» KUTIPAN DOKUMEN:

Masyarakat migran cenderung menafsirkan "topo wudho sinjang rambut" Ratu Kalinyamat sebagai dipenjara telanjang dan hanya ditutupi oleh rambutnya yang panjang dan longgar. Ini memberikan kesan bahwa Ratu Kalinyamat tidak menjaga kehormatan dan moralitas wanita dan menekankan sensualitas dan erotisme. Bahkan beberapa orang berpikir bahwa Ratu Kalinyamat adalah "seks kesenangan". Orang-orang memanfaatkan kesan negatif ini untuk "mengambil berkah" untuk mendapatkan "susuk cairing" Ratu Kalinyamat. Hal tersebut adalah salah satu daya tarik bagi wanita untuk datang ke Ratu Kuil Kalinyamat setiap Jumat malam (Martini dkk, 2021).
Ritual topo wuhdo sinjang rambut yang dilakukan oleh Ratu Kalinyamat merupakan perwujudan dari Kesetiaan Ratu Kalinyamat kepada suaminya, yaitu Sultan Hadlirin. Ritual ini juga merupakan manifestasi religiusitas Ratu Kalinyamat. Dia menyerahkan semua ketidakadilan yang dialami kepada Tuhan Yang Mahakuasa. Setelah kematian suaminya, Ratu Kalinyamat tidak pernah menikah lagi. Nilai kesetiaan kemudian dicontohkan oleh wanita Jepara untuk selalu menghormati, taat, dan setia kepada suami mereka.

» TUGAS 1: Ambil bagian dari kutipan tentang Ratu Kalinyamat, mulai dari "Ritual topo wuhdo" hingga "kepada suami mereka.", tanpa mengubah satu kata pun.
» TUGAS 2: Lanjutkan tulisan tentang Ratu Kalinyamat dari kalimat terakhirnya.

» DATA TERCATAT:
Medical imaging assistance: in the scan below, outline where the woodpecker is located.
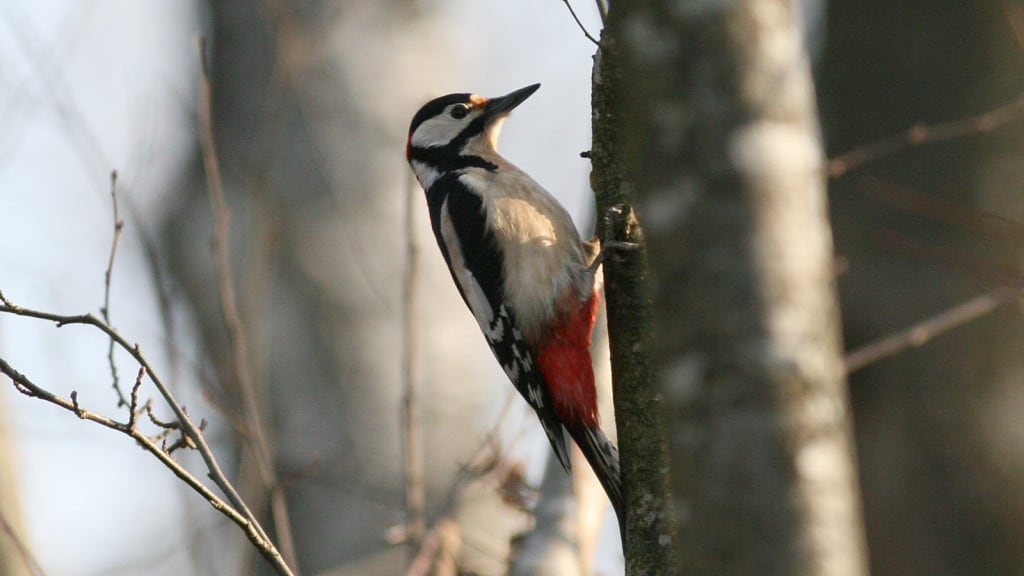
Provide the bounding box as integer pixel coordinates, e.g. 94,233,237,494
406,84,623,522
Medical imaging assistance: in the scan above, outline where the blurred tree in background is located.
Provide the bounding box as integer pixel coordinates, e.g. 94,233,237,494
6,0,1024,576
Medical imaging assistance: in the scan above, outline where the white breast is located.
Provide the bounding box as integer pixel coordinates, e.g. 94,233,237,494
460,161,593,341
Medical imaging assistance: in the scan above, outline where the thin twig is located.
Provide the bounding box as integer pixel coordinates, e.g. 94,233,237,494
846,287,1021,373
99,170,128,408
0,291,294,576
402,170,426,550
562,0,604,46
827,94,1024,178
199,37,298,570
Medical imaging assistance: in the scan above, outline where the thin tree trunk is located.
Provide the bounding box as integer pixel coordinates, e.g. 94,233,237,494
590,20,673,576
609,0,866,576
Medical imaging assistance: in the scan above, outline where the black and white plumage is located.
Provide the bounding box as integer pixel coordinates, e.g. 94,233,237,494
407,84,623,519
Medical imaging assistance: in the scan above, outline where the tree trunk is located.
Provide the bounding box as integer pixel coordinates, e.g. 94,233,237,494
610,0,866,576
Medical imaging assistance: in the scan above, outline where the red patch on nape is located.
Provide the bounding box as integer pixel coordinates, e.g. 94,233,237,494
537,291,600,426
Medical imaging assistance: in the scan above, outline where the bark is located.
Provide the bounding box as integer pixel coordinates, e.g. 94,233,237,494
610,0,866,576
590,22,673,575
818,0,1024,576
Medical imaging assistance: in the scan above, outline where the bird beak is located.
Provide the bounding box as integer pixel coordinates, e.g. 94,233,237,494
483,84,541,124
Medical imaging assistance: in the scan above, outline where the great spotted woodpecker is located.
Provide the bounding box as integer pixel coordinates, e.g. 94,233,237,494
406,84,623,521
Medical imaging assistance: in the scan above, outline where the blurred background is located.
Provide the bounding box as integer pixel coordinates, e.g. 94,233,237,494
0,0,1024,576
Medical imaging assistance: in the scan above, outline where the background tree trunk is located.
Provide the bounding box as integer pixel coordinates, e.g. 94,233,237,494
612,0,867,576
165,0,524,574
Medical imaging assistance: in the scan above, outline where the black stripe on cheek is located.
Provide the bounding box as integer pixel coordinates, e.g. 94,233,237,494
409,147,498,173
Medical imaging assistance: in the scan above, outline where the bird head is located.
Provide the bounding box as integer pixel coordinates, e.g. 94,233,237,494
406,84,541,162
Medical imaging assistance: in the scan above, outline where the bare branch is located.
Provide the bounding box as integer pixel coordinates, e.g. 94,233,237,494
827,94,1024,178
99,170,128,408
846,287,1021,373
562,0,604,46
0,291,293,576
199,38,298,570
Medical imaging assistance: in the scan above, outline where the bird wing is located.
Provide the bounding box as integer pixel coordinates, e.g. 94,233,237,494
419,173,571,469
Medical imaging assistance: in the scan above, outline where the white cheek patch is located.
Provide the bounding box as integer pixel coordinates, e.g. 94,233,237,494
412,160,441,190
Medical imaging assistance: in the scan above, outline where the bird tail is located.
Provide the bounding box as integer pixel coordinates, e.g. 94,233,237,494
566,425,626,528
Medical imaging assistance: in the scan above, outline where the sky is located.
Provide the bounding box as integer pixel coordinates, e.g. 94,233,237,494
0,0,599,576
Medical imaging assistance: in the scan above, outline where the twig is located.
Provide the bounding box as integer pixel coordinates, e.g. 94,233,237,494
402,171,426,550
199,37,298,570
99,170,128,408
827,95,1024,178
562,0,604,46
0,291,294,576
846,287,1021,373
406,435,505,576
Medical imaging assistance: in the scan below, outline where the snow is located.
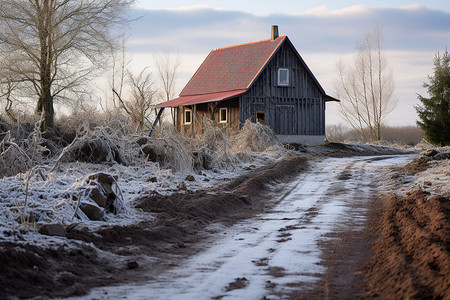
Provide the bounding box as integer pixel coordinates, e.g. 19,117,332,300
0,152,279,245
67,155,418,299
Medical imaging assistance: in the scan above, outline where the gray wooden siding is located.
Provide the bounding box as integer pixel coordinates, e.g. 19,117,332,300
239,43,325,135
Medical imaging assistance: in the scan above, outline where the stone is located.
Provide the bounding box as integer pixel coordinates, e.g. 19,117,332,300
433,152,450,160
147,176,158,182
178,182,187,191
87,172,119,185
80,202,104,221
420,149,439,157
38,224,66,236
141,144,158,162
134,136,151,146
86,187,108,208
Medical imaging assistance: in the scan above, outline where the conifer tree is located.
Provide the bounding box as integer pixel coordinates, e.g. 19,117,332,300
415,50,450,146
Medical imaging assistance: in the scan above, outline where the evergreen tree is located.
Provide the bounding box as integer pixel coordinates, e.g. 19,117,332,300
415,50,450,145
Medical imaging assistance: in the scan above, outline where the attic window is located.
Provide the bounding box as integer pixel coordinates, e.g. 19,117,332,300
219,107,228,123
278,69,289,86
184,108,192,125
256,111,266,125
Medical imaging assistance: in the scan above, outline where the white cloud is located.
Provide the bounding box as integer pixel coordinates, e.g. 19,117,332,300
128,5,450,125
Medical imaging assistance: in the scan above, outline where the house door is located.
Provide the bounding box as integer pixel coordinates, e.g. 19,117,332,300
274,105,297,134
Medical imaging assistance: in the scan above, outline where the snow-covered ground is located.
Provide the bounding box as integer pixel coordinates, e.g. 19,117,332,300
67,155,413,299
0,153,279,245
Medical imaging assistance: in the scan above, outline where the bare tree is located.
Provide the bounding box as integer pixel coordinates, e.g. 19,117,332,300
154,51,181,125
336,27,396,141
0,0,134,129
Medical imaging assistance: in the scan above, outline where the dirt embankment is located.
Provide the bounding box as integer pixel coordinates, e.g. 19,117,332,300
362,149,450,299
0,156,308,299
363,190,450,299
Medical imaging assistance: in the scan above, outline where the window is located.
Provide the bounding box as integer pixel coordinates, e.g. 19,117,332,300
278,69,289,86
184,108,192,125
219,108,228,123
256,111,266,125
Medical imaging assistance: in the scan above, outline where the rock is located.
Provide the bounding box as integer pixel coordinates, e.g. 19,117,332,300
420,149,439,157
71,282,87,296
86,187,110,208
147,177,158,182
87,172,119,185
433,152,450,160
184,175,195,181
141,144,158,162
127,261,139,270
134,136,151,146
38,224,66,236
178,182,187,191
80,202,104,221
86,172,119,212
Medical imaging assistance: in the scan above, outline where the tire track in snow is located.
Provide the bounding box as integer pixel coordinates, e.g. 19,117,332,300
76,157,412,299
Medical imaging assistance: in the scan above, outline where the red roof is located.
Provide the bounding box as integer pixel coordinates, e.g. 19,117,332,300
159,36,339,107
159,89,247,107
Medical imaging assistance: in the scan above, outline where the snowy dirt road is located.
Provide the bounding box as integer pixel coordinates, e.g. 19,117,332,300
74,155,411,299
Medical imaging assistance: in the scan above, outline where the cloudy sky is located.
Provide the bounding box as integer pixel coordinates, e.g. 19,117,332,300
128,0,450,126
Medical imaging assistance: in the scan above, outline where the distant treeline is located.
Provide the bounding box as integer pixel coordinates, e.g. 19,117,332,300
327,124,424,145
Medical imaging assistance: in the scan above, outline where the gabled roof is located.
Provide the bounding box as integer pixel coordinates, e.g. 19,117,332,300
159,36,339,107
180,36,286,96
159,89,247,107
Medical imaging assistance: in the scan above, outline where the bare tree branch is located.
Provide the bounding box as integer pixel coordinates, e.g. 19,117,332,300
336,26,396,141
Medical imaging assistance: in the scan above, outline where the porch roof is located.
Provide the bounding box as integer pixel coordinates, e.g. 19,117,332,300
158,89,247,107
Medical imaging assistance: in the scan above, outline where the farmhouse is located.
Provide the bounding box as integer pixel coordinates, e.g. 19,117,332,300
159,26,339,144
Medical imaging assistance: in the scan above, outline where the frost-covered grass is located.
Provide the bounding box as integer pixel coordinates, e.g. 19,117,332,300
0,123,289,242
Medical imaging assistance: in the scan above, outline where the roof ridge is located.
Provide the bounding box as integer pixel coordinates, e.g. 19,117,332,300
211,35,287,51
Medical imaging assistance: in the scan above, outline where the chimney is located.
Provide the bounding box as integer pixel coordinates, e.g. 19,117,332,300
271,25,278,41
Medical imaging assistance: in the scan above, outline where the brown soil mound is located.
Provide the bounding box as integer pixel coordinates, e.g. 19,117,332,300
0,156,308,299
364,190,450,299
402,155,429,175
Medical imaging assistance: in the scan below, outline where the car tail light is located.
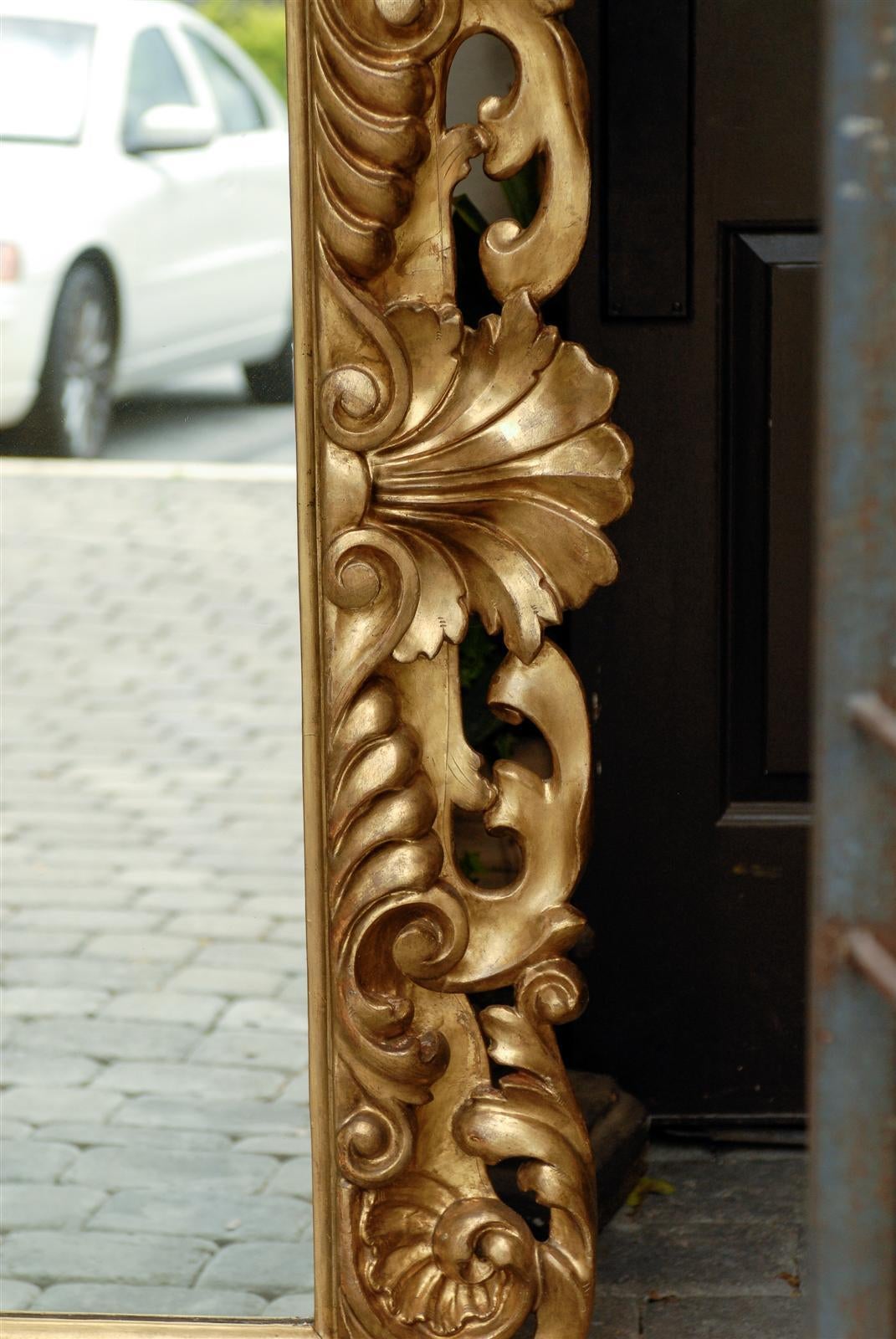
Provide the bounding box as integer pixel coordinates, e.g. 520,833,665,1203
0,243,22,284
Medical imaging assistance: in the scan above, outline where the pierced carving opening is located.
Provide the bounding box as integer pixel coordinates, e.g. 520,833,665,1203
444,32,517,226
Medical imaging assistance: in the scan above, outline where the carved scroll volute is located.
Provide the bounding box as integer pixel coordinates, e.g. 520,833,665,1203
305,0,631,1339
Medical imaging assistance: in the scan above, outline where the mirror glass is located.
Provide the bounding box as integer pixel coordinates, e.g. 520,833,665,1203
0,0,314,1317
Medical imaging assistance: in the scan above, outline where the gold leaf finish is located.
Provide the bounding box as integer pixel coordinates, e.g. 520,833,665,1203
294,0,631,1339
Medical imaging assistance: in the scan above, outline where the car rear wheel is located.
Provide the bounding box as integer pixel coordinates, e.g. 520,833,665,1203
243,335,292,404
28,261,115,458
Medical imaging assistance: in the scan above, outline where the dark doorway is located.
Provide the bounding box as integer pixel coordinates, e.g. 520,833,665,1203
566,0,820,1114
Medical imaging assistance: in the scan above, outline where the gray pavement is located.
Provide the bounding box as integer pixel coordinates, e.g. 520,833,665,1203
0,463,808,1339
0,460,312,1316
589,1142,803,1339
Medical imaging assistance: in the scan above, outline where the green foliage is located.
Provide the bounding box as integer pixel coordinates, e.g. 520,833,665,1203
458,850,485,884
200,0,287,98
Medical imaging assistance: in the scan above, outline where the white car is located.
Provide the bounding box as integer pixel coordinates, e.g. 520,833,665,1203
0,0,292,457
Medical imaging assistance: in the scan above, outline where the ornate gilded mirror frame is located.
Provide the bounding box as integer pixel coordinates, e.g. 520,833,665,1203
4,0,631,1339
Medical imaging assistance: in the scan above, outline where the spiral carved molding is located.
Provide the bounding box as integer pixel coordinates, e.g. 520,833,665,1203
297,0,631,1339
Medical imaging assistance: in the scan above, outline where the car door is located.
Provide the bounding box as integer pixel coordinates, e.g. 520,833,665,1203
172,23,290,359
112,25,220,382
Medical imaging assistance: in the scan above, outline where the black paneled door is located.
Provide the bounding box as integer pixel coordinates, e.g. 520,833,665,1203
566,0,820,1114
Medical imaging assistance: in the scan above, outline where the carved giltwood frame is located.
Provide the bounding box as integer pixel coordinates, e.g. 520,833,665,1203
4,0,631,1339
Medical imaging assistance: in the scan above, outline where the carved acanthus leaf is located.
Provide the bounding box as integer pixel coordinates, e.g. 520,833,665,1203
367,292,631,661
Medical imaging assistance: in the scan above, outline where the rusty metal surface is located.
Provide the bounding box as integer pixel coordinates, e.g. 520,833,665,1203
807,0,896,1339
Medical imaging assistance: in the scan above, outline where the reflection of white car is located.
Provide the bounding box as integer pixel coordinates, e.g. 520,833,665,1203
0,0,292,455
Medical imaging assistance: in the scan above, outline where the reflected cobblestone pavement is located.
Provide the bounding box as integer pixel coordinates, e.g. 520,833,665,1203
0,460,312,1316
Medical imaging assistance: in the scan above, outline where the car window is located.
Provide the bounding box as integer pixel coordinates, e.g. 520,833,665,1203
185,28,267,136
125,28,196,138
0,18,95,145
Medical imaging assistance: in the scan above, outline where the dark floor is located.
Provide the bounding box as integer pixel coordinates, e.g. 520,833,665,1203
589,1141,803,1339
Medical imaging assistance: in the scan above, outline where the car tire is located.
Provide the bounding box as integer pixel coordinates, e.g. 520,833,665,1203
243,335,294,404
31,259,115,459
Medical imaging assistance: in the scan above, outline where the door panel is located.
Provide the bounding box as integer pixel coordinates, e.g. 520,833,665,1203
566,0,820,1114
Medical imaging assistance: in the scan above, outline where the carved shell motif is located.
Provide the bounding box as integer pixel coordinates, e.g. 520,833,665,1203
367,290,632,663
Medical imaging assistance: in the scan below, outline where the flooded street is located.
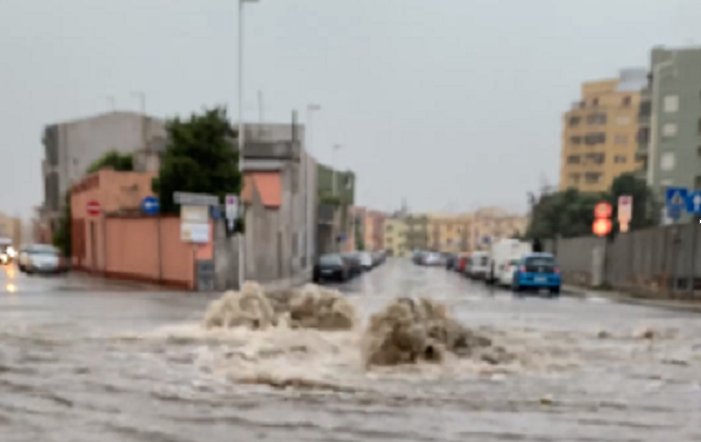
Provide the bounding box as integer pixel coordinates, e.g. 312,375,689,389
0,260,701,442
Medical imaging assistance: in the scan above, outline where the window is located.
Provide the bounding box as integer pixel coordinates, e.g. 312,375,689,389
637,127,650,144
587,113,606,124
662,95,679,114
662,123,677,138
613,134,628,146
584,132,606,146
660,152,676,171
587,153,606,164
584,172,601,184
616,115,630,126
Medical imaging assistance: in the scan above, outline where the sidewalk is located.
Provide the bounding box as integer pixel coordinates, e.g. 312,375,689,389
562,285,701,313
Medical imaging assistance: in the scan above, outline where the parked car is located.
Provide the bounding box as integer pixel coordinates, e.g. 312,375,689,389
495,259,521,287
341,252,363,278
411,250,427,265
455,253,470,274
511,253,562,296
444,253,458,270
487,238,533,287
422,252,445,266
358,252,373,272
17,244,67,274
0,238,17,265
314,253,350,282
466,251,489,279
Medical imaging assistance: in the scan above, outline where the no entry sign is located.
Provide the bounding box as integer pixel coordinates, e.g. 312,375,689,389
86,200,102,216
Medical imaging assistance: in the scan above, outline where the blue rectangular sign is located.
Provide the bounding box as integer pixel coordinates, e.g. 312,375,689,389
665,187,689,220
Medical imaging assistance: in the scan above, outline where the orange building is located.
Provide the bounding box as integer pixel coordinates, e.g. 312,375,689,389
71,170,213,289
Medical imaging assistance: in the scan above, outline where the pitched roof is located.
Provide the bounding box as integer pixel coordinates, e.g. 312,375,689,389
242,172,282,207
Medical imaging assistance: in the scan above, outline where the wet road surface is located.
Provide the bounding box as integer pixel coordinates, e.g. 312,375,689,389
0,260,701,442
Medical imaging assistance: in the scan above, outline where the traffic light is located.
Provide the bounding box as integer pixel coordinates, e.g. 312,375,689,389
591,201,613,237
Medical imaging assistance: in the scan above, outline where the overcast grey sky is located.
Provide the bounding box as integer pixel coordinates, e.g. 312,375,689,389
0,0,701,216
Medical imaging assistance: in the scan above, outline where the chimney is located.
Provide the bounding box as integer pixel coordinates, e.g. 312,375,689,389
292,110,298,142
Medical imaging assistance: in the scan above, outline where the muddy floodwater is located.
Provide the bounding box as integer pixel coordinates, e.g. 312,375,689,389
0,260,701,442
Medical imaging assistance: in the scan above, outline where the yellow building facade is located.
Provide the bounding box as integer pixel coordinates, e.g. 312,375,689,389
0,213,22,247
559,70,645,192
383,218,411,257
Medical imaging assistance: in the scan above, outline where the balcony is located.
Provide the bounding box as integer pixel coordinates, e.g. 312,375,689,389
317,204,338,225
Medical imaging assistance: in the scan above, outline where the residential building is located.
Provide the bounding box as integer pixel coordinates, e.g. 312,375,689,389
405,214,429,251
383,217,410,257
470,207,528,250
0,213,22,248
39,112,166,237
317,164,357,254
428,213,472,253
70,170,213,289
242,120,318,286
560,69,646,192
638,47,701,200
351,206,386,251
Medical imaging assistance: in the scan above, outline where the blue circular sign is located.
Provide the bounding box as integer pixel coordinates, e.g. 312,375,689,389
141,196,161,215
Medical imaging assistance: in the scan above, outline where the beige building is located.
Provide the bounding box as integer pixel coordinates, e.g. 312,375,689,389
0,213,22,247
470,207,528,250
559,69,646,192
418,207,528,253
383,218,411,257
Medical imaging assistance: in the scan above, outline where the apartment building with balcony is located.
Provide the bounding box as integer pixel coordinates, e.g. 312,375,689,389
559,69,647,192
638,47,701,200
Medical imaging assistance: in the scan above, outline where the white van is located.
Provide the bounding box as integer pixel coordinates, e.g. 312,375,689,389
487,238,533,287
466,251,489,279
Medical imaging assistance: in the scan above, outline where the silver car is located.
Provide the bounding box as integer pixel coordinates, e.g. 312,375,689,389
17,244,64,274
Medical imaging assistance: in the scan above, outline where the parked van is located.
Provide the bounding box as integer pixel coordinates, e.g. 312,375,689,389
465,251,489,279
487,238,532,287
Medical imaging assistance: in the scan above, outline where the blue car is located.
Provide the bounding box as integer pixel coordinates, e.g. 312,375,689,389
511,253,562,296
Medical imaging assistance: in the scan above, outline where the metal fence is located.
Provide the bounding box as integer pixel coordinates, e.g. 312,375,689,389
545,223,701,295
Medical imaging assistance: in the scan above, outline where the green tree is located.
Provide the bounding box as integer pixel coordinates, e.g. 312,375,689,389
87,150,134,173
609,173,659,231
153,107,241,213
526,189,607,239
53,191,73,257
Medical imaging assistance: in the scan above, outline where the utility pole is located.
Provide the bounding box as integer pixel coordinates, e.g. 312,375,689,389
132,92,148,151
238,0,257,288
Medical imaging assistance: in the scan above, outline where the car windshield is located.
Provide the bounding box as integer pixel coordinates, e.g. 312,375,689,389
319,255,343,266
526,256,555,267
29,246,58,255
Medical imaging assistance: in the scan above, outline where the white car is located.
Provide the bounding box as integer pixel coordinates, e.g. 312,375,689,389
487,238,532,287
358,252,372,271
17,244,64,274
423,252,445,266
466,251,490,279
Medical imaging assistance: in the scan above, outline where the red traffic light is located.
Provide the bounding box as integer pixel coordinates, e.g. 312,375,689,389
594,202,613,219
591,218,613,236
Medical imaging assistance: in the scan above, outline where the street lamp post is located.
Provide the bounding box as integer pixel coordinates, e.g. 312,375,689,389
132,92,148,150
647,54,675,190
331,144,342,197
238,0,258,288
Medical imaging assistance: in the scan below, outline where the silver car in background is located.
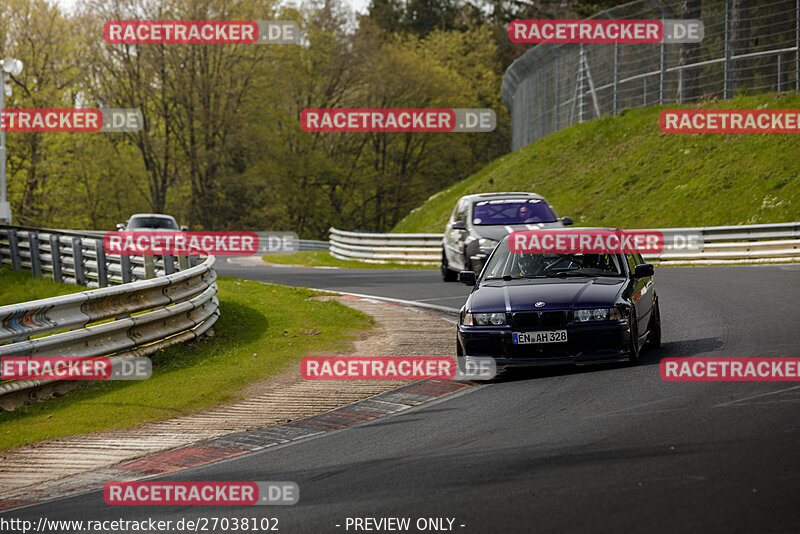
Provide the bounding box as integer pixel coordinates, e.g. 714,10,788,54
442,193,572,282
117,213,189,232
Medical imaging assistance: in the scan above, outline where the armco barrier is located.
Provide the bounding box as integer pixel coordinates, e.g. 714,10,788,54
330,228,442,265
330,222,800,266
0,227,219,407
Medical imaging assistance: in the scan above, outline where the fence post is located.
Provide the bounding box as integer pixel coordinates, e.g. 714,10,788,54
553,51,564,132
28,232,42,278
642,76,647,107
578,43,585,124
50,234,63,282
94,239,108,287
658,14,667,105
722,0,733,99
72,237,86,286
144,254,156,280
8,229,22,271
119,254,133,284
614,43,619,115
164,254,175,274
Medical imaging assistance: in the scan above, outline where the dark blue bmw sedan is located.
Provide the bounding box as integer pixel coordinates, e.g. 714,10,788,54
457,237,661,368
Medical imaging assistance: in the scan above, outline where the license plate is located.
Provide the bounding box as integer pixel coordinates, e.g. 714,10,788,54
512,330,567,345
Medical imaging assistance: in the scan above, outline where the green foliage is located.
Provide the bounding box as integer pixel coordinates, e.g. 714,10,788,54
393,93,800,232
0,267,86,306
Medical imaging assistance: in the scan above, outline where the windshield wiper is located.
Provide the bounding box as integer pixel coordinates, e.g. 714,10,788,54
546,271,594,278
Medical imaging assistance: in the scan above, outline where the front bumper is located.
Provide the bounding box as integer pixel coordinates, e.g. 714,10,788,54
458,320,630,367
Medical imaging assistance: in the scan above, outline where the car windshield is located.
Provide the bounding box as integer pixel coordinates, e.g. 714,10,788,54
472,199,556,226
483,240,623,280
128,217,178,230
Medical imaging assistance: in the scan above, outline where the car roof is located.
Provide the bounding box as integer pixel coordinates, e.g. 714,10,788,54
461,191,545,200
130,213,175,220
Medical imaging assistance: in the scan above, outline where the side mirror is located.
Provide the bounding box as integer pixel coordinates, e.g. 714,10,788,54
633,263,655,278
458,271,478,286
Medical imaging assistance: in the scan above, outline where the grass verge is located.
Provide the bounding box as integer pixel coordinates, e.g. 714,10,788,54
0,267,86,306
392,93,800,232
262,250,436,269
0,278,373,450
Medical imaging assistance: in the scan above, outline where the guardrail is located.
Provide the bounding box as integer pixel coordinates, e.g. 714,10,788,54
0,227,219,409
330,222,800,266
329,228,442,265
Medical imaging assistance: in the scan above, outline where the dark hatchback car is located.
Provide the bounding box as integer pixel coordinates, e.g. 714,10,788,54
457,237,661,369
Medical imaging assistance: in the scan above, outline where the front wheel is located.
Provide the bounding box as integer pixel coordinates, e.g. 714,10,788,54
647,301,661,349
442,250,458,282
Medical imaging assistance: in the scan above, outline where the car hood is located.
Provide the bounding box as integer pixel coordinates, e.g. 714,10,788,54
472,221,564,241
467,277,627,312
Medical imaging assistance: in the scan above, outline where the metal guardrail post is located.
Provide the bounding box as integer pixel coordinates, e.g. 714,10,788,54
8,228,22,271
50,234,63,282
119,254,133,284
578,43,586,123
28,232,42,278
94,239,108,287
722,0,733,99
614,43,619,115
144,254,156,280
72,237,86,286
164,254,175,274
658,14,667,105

» HASIL TUGAS 1:
Ritual topo wuhdo sinjang rambut yang dilakukan oleh Ratu Kalinyamat merupakan perwujudan dari Kesetiaan Ratu Kalinyamat kepada suaminya, yaitu Sultan Hadlirin. Ritual ini juga merupakan manifestasi religiusitas Ratu Kalinyamat. Dia menyerahkan semua ketidakadilan yang dialami kepada Tuhan Yang Mahakuasa. Setelah kematian suaminya, Ratu Kalinyamat tidak pernah menikah lagi. Nilai kesetiaan kemudian dicontohkan oleh wanita Jepara untuk selalu menghormati, taat, dan setia kepada suami mereka.

» HASIL TUGAS 2:
B. Pandangan Juru Kunci Sejarawan Makam Ratu Kalinyamat terhadap Antropologi Linguistik Topo Wudho Ratu kalinyamat di Jepara
Penelitian ini menganalisis makna topo wudho secara antropologi linguistik yang berkembang di Jepara. Berdasarkan hasil wawancara yang telah peneliti lakukan di makam Sultan Hadlirin mengenai persoalan tentang topo wudho, cerita tentang topo wudho yang berkembang di Jepara sebagian cerita itu sebenarnya sebuah cerita yang tidak sebenarnya, karena tidak mungkin seorang ratu melakukan hal yang tercela. Akan tetapi terdapat sebuah kisah pertapaan ratu kalinyamat yang di dalamnya mengungkapkan bahwa ratu kalinyamat bertapa dengan telanjang dan berkain rambut. Menurut Dr. Achmad Slamet yang menjadi juru kunci sekaligus sejarawan mengenai Ratu kalinyamat menjelaskan bahwa makna topo wudho yang sebenarnya adalah mencari pesepen atau sekarang lebih dikenal dengan khalwat dan mendekatkan diri kepada Allah serta lepas dari pakaian adat keraton dari seorang ratu, untuk meminta keadilan dan bantuan dari allah atas keterpaksaan kehilangan orang yang terkasih yaitu sultan hadlirin.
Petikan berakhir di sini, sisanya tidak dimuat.